_DATA SECTION_:

-------

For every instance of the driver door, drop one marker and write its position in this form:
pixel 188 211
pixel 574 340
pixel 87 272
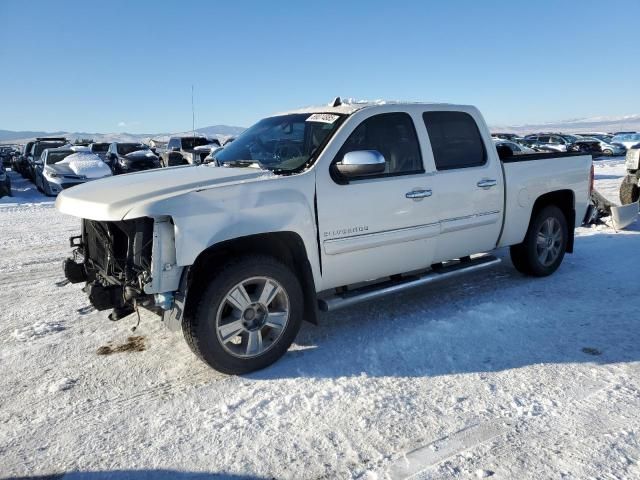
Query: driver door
pixel 379 225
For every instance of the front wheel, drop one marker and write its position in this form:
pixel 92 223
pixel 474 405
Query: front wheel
pixel 544 245
pixel 247 317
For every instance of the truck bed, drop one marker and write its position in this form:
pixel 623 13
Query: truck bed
pixel 527 177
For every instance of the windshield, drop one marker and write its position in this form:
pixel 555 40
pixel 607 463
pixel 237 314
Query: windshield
pixel 188 143
pixel 55 157
pixel 284 143
pixel 99 147
pixel 126 148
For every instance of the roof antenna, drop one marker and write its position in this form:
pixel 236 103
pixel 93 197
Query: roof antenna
pixel 193 115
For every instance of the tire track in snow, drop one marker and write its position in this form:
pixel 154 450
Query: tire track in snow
pixel 430 455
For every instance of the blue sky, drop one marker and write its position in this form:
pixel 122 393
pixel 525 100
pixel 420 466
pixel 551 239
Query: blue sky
pixel 114 66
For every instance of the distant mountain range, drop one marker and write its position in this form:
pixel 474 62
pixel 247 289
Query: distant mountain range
pixel 215 131
pixel 591 124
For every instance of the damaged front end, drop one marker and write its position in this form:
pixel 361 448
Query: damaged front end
pixel 126 264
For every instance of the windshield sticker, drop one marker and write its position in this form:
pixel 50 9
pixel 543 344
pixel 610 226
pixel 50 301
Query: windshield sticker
pixel 323 118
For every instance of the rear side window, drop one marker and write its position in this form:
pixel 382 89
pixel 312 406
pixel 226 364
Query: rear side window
pixel 455 140
pixel 394 136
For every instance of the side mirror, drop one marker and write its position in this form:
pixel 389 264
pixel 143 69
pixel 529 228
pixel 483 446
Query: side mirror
pixel 361 162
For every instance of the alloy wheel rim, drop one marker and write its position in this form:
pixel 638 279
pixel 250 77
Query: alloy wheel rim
pixel 549 241
pixel 252 317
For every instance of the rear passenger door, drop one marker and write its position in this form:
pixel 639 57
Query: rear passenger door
pixel 468 185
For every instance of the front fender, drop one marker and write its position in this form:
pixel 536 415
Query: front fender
pixel 207 217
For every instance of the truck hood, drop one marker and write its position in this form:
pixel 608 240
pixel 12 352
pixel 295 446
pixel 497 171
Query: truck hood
pixel 110 199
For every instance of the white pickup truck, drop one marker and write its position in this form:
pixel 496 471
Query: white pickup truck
pixel 318 209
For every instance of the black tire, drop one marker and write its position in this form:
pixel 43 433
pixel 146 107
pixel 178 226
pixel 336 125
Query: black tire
pixel 526 255
pixel 200 331
pixel 629 190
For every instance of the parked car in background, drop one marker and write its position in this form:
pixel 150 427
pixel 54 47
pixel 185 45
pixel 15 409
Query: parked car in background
pixel 606 147
pixel 515 148
pixel 186 150
pixel 6 153
pixel 100 149
pixel 211 156
pixel 39 146
pixel 131 157
pixel 61 168
pixel 554 141
pixel 628 140
pixel 5 182
pixel 19 163
pixel 585 145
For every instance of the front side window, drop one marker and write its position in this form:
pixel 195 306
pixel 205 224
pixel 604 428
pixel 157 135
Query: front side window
pixel 55 157
pixel 455 140
pixel 394 136
pixel 283 144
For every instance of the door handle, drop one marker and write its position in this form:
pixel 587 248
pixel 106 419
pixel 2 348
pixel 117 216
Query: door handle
pixel 418 194
pixel 487 183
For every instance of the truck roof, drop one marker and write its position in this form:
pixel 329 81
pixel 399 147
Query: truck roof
pixel 349 106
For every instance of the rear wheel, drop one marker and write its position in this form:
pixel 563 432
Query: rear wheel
pixel 247 317
pixel 629 190
pixel 544 246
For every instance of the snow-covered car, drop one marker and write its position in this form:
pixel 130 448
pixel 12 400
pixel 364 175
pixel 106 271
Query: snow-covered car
pixel 39 146
pixel 627 140
pixel 65 167
pixel 559 142
pixel 187 150
pixel 606 147
pixel 210 152
pixel 100 149
pixel 319 208
pixel 19 163
pixel 5 182
pixel 131 157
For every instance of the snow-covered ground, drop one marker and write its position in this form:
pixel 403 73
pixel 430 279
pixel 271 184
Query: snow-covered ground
pixel 495 375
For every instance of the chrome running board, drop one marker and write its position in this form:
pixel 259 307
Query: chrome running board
pixel 370 292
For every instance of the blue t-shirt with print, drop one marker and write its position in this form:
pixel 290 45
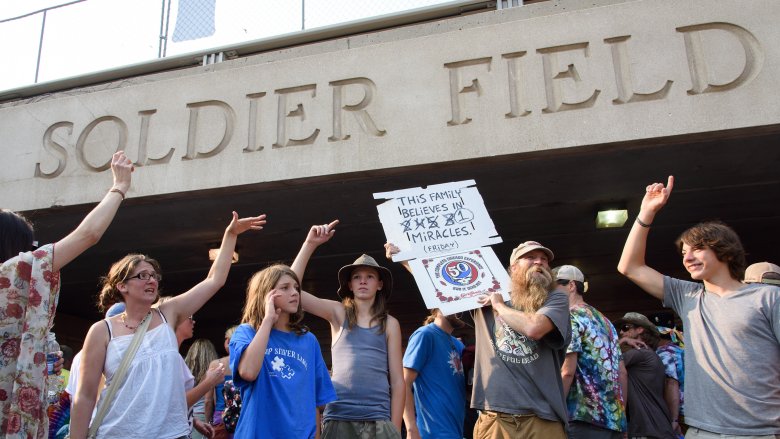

-------

_TASK TO CARRY OUT_: Retype all the entries exactly; drop the pictures.

_EXPECTED OUTPUT_:
For every instance of the driver door, drop one marker and write its position in this form:
pixel 188 211
pixel 574 340
pixel 87 272
Query: driver door
pixel 379 225
For every instance of the front wheel, drop one marker and write its position in this form:
pixel 92 223
pixel 474 405
Query: front wheel
pixel 544 245
pixel 247 317
For every instance of the truck bed, drop one marker and write its position in this form:
pixel 623 13
Query: truck bed
pixel 527 177
For every instance of the windshield, drop one marker and write its position in this form:
pixel 555 40
pixel 607 463
pixel 237 314
Query: windshield
pixel 188 143
pixel 55 157
pixel 284 143
pixel 99 147
pixel 126 148
For every instance of the roof antenna, drop one marker and write its position in this form:
pixel 236 103
pixel 93 197
Query: roof antenna
pixel 193 115
For every instance of the tire track in snow, drop one marker and write its position in this form:
pixel 154 450
Query: tire track in snow
pixel 430 455
For every instance of the blue sky, drop one marker and write its position in this form:
pixel 122 393
pixel 525 100
pixel 420 466
pixel 551 239
Query: blue sky
pixel 114 66
For every instance of the distant mountain range, drop one marker and write its position in this form:
pixel 474 62
pixel 247 289
Query: distant mountain range
pixel 215 131
pixel 591 124
For every instance of the damaged front end, drop one marker and write its position in this form:
pixel 361 448
Query: damaged front end
pixel 126 264
For every instance of the windshield sticker, drop one marker and write its position in this form:
pixel 50 9
pixel 543 344
pixel 610 226
pixel 50 301
Query: windshield sticker
pixel 323 118
For every instance of the rear side window, drop one marker and write its position in this form:
pixel 382 89
pixel 312 406
pixel 226 364
Query: rear side window
pixel 455 140
pixel 394 136
For every instance of the side mirror, drop one marker and write its position in this form:
pixel 389 264
pixel 143 69
pixel 529 228
pixel 483 446
Query: side mirror
pixel 361 162
For every instance of the alloy wheel rim, drop one marker and write its position in this form:
pixel 638 279
pixel 250 77
Query: alloy wheel rim
pixel 549 241
pixel 252 317
For every instance of the rear passenger door, drop one marker and write its position in this form:
pixel 639 57
Query: rear passenger door
pixel 468 185
For every instance of the front fender, drop one marker and write its position in this form:
pixel 536 415
Query: front fender
pixel 207 217
For every instance of the truck hood, drop one marker and write its position in this form:
pixel 608 240
pixel 12 352
pixel 295 446
pixel 497 171
Query: truck hood
pixel 110 199
For every instance of the white pickup truck, drop one marker and write its position in this form:
pixel 496 471
Query: white pickup truck
pixel 318 209
For every instance of the black tire, drop one marker and write its position in this form:
pixel 43 433
pixel 146 107
pixel 178 226
pixel 336 125
Query: black tire
pixel 526 255
pixel 200 331
pixel 629 190
For every instance of the parked car in background, drop one marker and write its position in this form:
pixel 150 427
pixel 54 47
pixel 185 45
pixel 15 409
Query: parked car in background
pixel 606 147
pixel 515 148
pixel 186 150
pixel 6 153
pixel 100 149
pixel 211 156
pixel 39 146
pixel 131 157
pixel 61 168
pixel 554 141
pixel 628 140
pixel 5 182
pixel 19 163
pixel 585 145
For every instance of the front side window, drop one marker and write its position in this form:
pixel 195 306
pixel 205 224
pixel 604 428
pixel 157 135
Query: front side window
pixel 55 157
pixel 455 140
pixel 394 136
pixel 283 144
For every instance of the door handle, drop one marker and write its position in this form:
pixel 587 248
pixel 106 419
pixel 2 348
pixel 117 216
Query: door handle
pixel 418 194
pixel 487 183
For every instance of the truck roof, drop one marker and write its position in this form:
pixel 329 81
pixel 399 147
Query: truck roof
pixel 349 106
For every instance of the rear wheel, drop one marker and write its position in this form:
pixel 563 432
Query: rear wheel
pixel 247 317
pixel 629 190
pixel 544 246
For every instance of the snow-covered car, drop one marker and write its position in this form:
pixel 130 448
pixel 12 400
pixel 364 175
pixel 106 271
Query: snow-covered car
pixel 39 146
pixel 627 140
pixel 65 167
pixel 559 142
pixel 187 150
pixel 606 147
pixel 210 152
pixel 100 149
pixel 319 208
pixel 19 163
pixel 5 182
pixel 131 157
For every instance of the snow-covered ground, drop one marker and write its position in this form:
pixel 403 73
pixel 430 279
pixel 271 184
Query: snow-covered ground
pixel 495 375
For every instance of the chrome running board, drop one marker and write its position in this form:
pixel 259 307
Query: chrome running board
pixel 370 292
For every instance of the blue t-shirt with print, drop one marker and write its position in this form:
pixel 290 45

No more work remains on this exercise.